_Problem description_
Reproduce the stretch of the listing from the line containing "Question: Mark the house" through the line containing "374, 97, 633, 533", both included, word for word. Leave out any pictures.

+===+

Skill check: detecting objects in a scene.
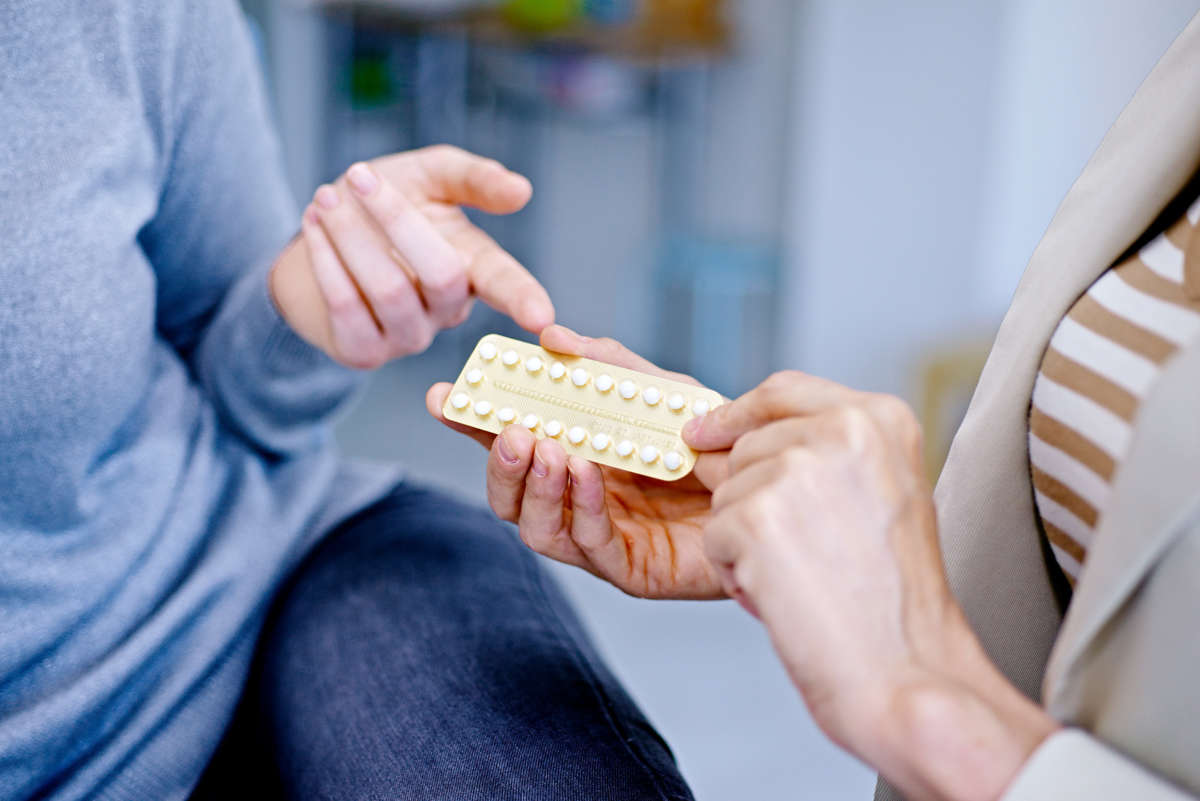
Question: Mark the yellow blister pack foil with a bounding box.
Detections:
[442,333,724,481]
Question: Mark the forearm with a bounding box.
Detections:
[268,236,332,353]
[871,637,1060,801]
[192,256,364,453]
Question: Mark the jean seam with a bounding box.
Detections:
[512,542,685,801]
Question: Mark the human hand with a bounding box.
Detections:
[684,373,1057,799]
[270,145,554,368]
[426,325,725,598]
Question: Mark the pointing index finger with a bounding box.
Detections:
[683,371,856,451]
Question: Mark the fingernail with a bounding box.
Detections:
[317,183,341,209]
[346,162,379,194]
[499,434,521,464]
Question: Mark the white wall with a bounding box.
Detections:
[784,0,1198,396]
[976,0,1200,314]
[781,0,1002,392]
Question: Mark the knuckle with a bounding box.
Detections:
[397,325,436,354]
[325,291,362,321]
[342,343,388,369]
[374,279,414,308]
[377,205,420,240]
[421,263,467,299]
[776,447,812,477]
[757,371,802,415]
[425,141,464,158]
[834,405,875,450]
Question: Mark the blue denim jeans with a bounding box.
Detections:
[193,484,691,801]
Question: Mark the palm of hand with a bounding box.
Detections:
[580,468,725,598]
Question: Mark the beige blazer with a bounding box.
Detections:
[877,14,1200,801]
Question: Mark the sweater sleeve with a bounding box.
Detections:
[139,0,362,454]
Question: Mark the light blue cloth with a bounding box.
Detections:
[0,0,396,801]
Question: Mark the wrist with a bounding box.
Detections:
[877,663,1058,801]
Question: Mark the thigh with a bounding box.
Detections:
[193,486,691,801]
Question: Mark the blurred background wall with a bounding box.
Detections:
[236,0,1198,801]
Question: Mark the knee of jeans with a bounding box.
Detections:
[262,496,542,657]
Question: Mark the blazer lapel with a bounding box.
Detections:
[1043,345,1200,721]
[936,14,1200,697]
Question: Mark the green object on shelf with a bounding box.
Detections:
[349,53,395,108]
[504,0,583,31]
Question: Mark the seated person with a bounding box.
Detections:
[0,0,691,801]
[428,17,1200,801]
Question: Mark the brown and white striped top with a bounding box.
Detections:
[1030,190,1200,584]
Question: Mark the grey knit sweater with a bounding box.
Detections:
[0,0,395,801]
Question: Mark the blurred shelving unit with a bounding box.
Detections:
[246,0,776,392]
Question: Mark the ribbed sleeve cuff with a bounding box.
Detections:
[229,264,345,375]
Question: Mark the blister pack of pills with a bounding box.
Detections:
[442,333,724,481]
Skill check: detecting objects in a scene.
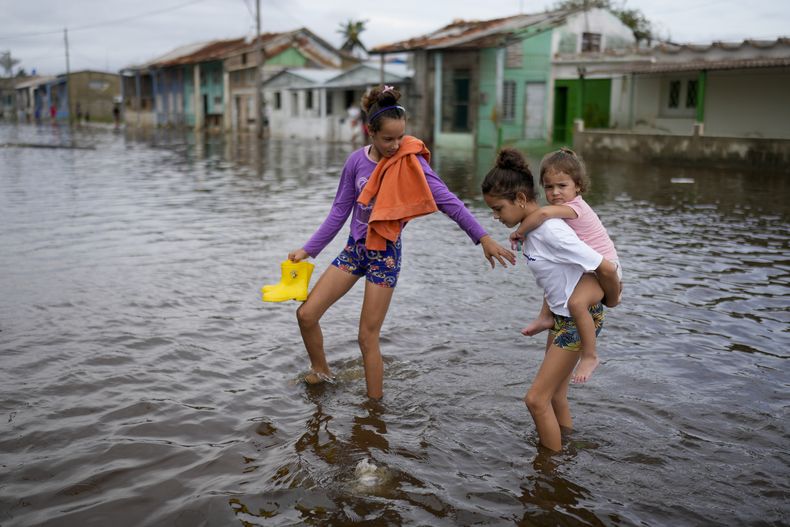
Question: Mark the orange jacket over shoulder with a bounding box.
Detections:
[357,135,439,251]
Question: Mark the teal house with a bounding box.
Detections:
[371,9,635,152]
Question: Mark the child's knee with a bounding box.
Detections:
[296,304,318,327]
[524,389,551,415]
[357,329,379,353]
[568,296,590,318]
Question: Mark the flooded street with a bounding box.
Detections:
[0,125,790,527]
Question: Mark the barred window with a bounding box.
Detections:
[582,33,601,53]
[502,81,516,121]
[669,81,680,108]
[686,81,697,108]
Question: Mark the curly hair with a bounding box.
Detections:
[481,148,535,201]
[361,85,406,132]
[540,147,590,194]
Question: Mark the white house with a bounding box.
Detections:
[263,63,411,141]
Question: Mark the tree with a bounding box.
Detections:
[337,19,368,56]
[554,0,655,44]
[0,51,19,77]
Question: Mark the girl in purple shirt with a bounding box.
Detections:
[288,86,515,399]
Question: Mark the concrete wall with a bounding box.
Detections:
[612,68,790,139]
[705,68,790,139]
[573,130,790,173]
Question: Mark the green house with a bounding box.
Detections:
[371,9,635,148]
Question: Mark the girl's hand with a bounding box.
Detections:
[510,231,525,251]
[480,234,516,269]
[288,249,310,263]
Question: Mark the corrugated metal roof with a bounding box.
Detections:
[653,37,790,54]
[628,57,790,73]
[370,10,573,54]
[157,38,246,68]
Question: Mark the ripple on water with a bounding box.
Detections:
[0,126,790,527]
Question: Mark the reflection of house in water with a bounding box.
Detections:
[122,28,347,130]
[371,9,635,148]
[263,64,411,141]
[567,39,790,170]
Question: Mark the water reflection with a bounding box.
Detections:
[0,127,790,526]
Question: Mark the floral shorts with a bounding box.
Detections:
[332,236,401,287]
[551,303,604,351]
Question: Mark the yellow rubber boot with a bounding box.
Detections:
[261,260,315,302]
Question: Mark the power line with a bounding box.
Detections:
[0,0,206,40]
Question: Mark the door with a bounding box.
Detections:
[524,82,546,139]
[552,86,568,143]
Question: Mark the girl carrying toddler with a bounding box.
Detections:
[510,148,622,383]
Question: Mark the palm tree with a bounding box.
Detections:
[337,19,368,58]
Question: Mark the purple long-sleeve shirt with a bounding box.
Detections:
[304,147,487,258]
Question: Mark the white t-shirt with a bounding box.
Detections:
[523,218,603,317]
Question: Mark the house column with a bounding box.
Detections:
[134,70,143,127]
[192,64,204,132]
[694,70,708,135]
[151,70,161,127]
[494,48,505,150]
[222,70,233,132]
[317,88,333,141]
[433,51,442,143]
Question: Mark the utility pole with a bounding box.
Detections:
[255,0,263,139]
[63,28,74,126]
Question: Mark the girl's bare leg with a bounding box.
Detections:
[359,281,395,399]
[296,265,359,384]
[524,343,579,452]
[568,274,603,382]
[595,259,623,307]
[521,298,554,337]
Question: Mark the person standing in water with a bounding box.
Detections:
[482,149,617,451]
[288,86,515,399]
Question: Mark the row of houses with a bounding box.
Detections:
[0,70,121,122]
[1,9,790,167]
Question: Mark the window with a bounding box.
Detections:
[502,81,516,121]
[505,40,524,68]
[686,81,697,108]
[304,90,313,110]
[668,81,680,108]
[582,33,601,53]
[661,77,701,118]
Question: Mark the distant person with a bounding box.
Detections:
[510,148,622,383]
[288,86,515,399]
[481,149,617,451]
[346,104,362,144]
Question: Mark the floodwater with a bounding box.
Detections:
[0,121,790,527]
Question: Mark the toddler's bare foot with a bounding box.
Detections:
[602,282,623,307]
[302,370,335,384]
[521,315,554,337]
[573,357,598,384]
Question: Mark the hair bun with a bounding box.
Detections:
[560,146,577,157]
[362,84,401,112]
[496,148,529,172]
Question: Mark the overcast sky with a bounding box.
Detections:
[0,0,790,75]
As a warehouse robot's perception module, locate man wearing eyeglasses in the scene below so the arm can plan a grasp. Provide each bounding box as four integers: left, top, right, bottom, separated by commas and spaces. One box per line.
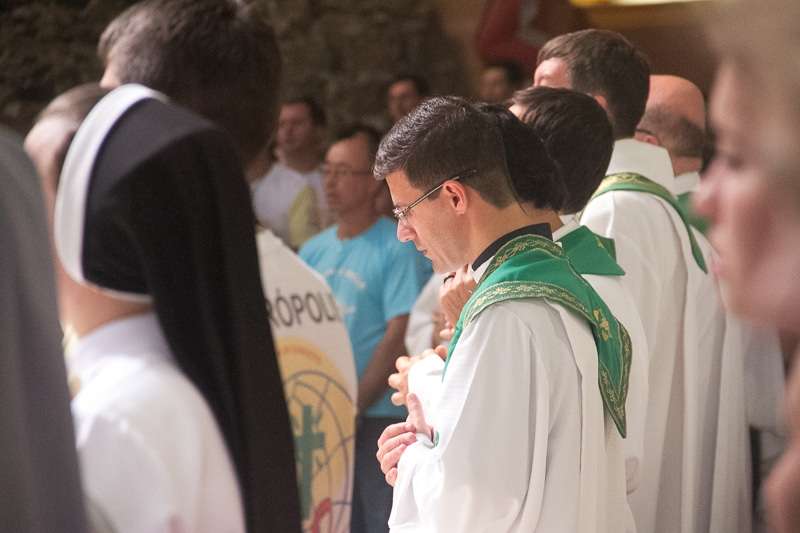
300, 125, 431, 533
374, 97, 633, 533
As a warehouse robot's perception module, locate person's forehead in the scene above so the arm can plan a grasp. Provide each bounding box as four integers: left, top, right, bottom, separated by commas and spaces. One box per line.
325, 135, 369, 162
386, 169, 417, 194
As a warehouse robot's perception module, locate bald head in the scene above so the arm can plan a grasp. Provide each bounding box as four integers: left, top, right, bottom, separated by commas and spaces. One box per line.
636, 75, 706, 174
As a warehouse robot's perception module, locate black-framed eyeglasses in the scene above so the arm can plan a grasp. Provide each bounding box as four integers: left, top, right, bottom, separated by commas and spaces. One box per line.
392, 168, 477, 222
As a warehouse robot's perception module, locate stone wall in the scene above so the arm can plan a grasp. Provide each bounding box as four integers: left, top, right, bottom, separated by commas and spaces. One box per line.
0, 0, 465, 133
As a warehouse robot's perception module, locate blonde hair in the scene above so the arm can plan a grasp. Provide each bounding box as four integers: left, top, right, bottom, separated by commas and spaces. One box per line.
709, 0, 800, 193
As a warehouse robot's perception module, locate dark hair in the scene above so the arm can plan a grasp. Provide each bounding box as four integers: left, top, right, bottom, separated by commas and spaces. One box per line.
389, 73, 431, 96
537, 29, 650, 139
374, 96, 513, 207
98, 0, 281, 163
36, 83, 110, 186
513, 87, 614, 213
484, 61, 525, 87
639, 105, 706, 157
476, 104, 567, 211
281, 96, 328, 128
333, 122, 381, 165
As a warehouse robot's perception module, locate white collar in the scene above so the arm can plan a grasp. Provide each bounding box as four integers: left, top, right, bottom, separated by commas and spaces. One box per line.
673, 171, 700, 196
553, 214, 580, 240
606, 139, 675, 192
469, 256, 494, 281
67, 312, 172, 382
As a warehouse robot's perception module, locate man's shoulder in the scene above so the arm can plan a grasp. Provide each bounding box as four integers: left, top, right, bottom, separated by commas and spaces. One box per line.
473, 298, 562, 334
298, 226, 337, 261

+===+

_Answer to the task_
Question: Mark the house column with a bounding box.
Detections:
[134,70,143,127]
[192,64,204,132]
[694,70,708,135]
[151,70,161,127]
[494,48,505,150]
[222,70,233,132]
[317,88,333,141]
[433,51,442,143]
Question: Mark the utility pole with a bounding box.
Detections:
[255,0,263,139]
[63,28,74,126]
Question: Mark the girl's bare leg with a bounding box.
Detections:
[359,281,395,399]
[296,265,359,384]
[524,343,579,452]
[568,274,603,382]
[595,259,623,307]
[521,298,554,337]
Question: Mark the person standing in water with a bounding box.
Detections:
[482,149,617,451]
[288,86,515,399]
Question: Mark the row of houses with a bounding box.
Detections:
[0,70,121,122]
[1,9,790,167]
Question: Mark the window with a bounding box.
Detections:
[502,81,516,121]
[505,40,524,68]
[686,81,697,108]
[304,90,313,110]
[668,81,680,108]
[582,33,601,53]
[661,77,701,118]
Question: Mark the distant person with a bounding box.
Detections:
[510,148,622,383]
[288,86,515,399]
[481,149,617,451]
[346,104,362,144]
Question: Mark the floodwater with a bounding box.
Detections:
[0,121,790,527]
Question: Mark the toddler's bare foot with a bounding box.
Detections:
[602,282,623,307]
[302,370,335,384]
[521,315,554,337]
[573,357,598,384]
Question: Mark the hair bun with a bounding box.
Detections:
[560,146,577,157]
[362,84,401,112]
[496,148,529,172]
Question: Mark the overcast sky with a bounding box.
Detections:
[0,0,790,75]
As a warehouse robot's perception module, locate man wearing eyeglasses in the scene below so the arm can plan a grasp. Provide each bounding box as four integers: left, top, right, bottom, separated by commas and spaces. One box per line.
300, 125, 431, 533
374, 97, 633, 533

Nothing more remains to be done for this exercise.